### TASK TO COMPLETE:
Return every line in the entries that contains the string "bush".

### INFORMATION GIVEN:
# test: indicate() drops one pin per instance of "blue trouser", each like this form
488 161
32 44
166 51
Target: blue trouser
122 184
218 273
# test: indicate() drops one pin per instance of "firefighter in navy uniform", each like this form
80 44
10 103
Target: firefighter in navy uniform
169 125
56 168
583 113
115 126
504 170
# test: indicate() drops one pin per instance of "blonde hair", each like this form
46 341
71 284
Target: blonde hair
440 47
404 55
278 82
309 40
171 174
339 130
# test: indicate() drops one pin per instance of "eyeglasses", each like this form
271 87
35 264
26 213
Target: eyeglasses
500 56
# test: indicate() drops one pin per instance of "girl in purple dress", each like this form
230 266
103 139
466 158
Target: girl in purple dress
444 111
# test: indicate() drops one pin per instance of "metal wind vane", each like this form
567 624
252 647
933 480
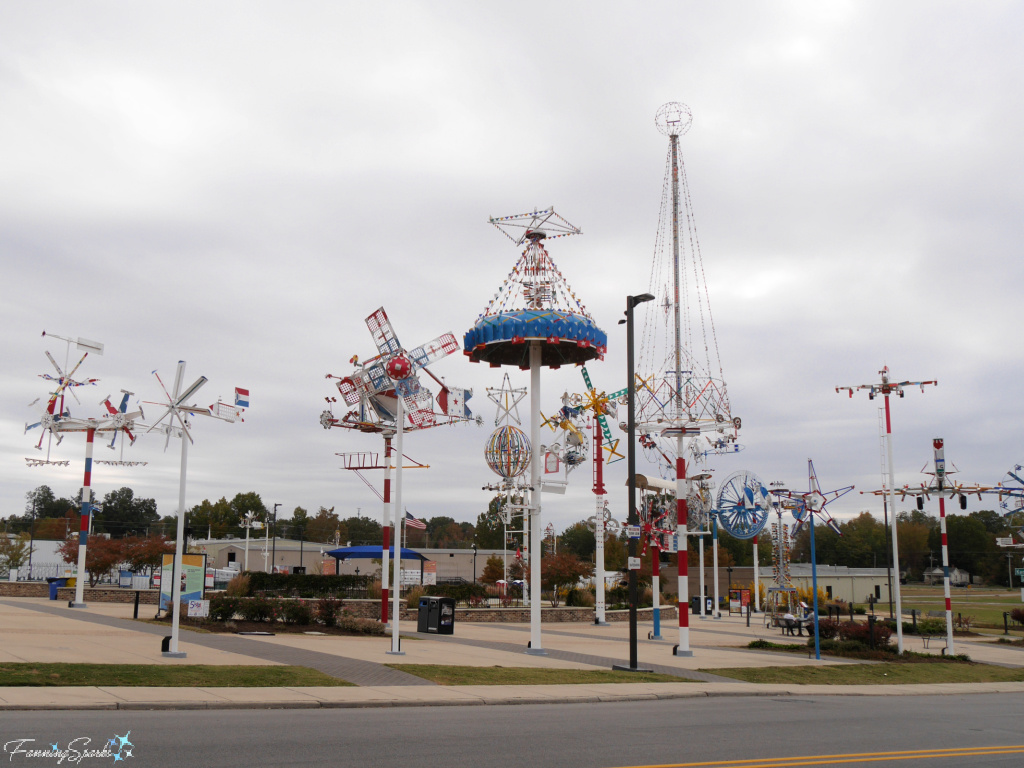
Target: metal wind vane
175 421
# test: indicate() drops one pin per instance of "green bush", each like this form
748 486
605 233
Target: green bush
361 626
296 611
827 629
223 607
852 631
307 584
257 609
458 592
327 610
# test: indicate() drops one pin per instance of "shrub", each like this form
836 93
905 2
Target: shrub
852 631
257 609
413 595
580 598
297 611
239 586
827 629
223 607
361 626
327 610
932 627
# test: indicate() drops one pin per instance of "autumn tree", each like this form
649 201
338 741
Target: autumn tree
561 570
143 553
327 526
14 550
122 514
101 554
494 570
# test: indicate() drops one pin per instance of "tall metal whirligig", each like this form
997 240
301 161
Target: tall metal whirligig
681 391
56 420
535 320
388 392
885 388
601 406
805 507
941 485
381 407
174 422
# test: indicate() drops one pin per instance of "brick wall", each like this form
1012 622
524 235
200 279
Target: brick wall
100 595
24 589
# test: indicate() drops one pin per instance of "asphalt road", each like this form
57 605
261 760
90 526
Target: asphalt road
770 731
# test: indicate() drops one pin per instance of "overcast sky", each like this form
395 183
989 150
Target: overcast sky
239 184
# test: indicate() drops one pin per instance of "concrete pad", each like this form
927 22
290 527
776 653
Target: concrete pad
160 693
57 696
258 695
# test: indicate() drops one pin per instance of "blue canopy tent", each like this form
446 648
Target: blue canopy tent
373 552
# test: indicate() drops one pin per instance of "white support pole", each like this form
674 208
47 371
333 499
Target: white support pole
536 646
86 526
396 506
892 509
717 612
178 549
945 574
682 551
599 616
757 579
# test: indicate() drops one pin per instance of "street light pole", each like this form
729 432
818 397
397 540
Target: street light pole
273 547
633 519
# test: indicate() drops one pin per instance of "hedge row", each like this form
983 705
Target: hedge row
306 584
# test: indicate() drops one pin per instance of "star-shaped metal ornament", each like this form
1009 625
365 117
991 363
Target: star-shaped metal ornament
507 399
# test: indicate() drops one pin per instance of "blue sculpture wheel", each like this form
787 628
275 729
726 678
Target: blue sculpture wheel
742 505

### SOLUTION TO THIS PROBLEM:
# test: indicate() drops one pin per instance of "green bush", each like this form
Target: green bush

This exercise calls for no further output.